**Goal A**:
In the text about the 2000 television film Two of Us, which actor played Paul McCartney?

**Document extract**:
- Written by: Mark Stanfield
- Directed by: Michael Lindsay-Hogg
- Starring: Aidan Quinn Jared Harris
- Theme music composer: David Schwartz
- Country of origin: United States
- Original language: English

Production
- Producers: Robert Aaronson Leon Falk Deborah Ann Henderson
- Production locations: Ontario, Canada
- Cinematography: Miroslaw Baszak
- Editor: Norman Buckley
- Running time: 89 minutes
- Production companies: Aaronson/Falk Productions Viacom Productions

Original release
- Network: VH1
- Release: February 1, 2000

= Two of Us (2000 film) =

Television film by Michael Lindsay-Hogg

Two of Us is a 2000 television drama (and the third original VH1 film) which offers a dramatized account of April 24, 1976, six years after the break-up of the Beatles and the day in which Lorne Michaels made a statement on Saturday Night Live offering the Beatles $3,000 to reunite on his program. The film premiered on VH1 on February 1, 2000.

It was directed by Michael Lindsay-Hogg (who also directed the 1970 Beatles film, Let It Be) and starred Jared Harris as John Lennon and Aidan Quinn as Paul McCartney. Beatles historian Martin Lewis served as the film's technical adviser, and the screenplay was written by "longtime Beatles fan and Beatlefest attendee" Mark Stanfield.

The title of the film comes from the 1970 Beatles song "Two of Us".

==Historical background==
There was great public demand for a Beatles reunion during the 1970s. For example, in September 1976, American promoter Sid Bernstein, who had booked many of the Beatles' historic American appearances in 1964-1966, published a full-page ad in the New York Times publicly requesting the group to reunite and offering millions of dollars. On April 24, 1976, Saturday Night Live producer Lorne Michaels parodied such offers with an on-air announcement that he would pay the Beatles $3,000 if they would perform on his program together:

Hi, I'm Lorne Michaels, the producer of "Saturday Night". Right now, we're being seen by approximately 22 million viewers, but please allow me, if I may, to address myself to just four very special people – John, Paul, George, and Ringo – the Beatles: Lately there have been a lot of rumors to the effect that the four of you might be getting back together. That would be great. In my book, the Beatles are the best thing that ever happened to music. It goes even deeper than that – you're not just a musical group, you're a part of us. We grew up with you.

**Supplied data**:
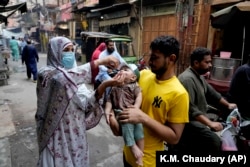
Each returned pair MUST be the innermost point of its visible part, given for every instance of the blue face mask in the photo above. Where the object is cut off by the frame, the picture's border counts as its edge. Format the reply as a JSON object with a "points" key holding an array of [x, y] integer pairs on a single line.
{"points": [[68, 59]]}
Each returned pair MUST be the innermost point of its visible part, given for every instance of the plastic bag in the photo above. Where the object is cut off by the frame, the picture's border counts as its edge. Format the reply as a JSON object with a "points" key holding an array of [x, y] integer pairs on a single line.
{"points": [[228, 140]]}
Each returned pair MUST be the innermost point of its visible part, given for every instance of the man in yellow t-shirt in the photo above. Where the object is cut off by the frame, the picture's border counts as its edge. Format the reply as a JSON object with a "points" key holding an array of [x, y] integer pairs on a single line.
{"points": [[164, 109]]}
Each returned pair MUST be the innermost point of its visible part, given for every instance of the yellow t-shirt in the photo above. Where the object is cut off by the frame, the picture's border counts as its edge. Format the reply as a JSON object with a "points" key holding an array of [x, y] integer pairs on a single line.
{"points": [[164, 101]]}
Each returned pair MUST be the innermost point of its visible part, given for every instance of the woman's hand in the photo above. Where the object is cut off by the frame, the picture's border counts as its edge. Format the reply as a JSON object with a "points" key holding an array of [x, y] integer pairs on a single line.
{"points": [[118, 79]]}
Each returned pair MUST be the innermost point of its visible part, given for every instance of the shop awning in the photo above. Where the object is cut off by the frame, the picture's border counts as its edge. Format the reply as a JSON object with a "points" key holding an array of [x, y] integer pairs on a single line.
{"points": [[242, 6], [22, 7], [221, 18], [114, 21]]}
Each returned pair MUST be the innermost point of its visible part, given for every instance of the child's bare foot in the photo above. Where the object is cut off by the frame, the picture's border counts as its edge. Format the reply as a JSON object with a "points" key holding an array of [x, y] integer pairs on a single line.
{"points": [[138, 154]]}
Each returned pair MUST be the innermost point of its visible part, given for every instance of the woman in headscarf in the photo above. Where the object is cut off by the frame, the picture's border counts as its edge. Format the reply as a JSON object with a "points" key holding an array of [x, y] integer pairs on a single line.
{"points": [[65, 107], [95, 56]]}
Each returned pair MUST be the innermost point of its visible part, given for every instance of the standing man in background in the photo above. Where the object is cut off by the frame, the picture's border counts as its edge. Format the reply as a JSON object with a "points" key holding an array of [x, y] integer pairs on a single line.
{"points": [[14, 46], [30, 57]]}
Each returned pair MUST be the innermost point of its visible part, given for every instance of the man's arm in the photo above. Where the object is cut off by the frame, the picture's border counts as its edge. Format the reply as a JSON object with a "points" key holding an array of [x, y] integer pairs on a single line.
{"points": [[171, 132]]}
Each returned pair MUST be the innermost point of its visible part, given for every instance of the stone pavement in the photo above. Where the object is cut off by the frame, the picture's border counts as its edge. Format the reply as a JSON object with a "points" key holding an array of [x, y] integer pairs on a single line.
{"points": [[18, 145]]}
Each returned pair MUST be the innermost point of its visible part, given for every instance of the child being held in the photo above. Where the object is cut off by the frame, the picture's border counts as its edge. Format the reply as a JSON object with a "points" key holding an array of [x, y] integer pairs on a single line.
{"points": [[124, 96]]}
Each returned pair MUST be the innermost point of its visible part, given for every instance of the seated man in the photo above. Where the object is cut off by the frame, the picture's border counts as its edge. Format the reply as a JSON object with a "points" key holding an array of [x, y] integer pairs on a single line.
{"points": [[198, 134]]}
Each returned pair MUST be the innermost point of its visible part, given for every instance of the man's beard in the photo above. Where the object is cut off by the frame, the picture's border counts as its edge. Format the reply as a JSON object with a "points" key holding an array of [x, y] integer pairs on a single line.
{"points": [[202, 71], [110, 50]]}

**Goal B**:
Collect every line of the entries above that contains the word "woman".

**Complete response A**:
Aidan Quinn

**Complete response B**:
Each returned pair MUST be the innermost point of its visible part, given for every instance of the woman's hand in the photo above. Where the object is cut off by the frame, the picture's border counts as its edge. Format the reply as a JSON object with a "points" key holding an array of [x, y] integer pairs on a single line.
Each returned pair MUST be the innermost point of its visible part, given for every instance of the woman in headscarf in the photo above. Where the object is cut off by the frame, the picture's border counts as its edge. Format the reply as a JSON object with a "points" key holding an array of [x, y] integer pairs on a single line.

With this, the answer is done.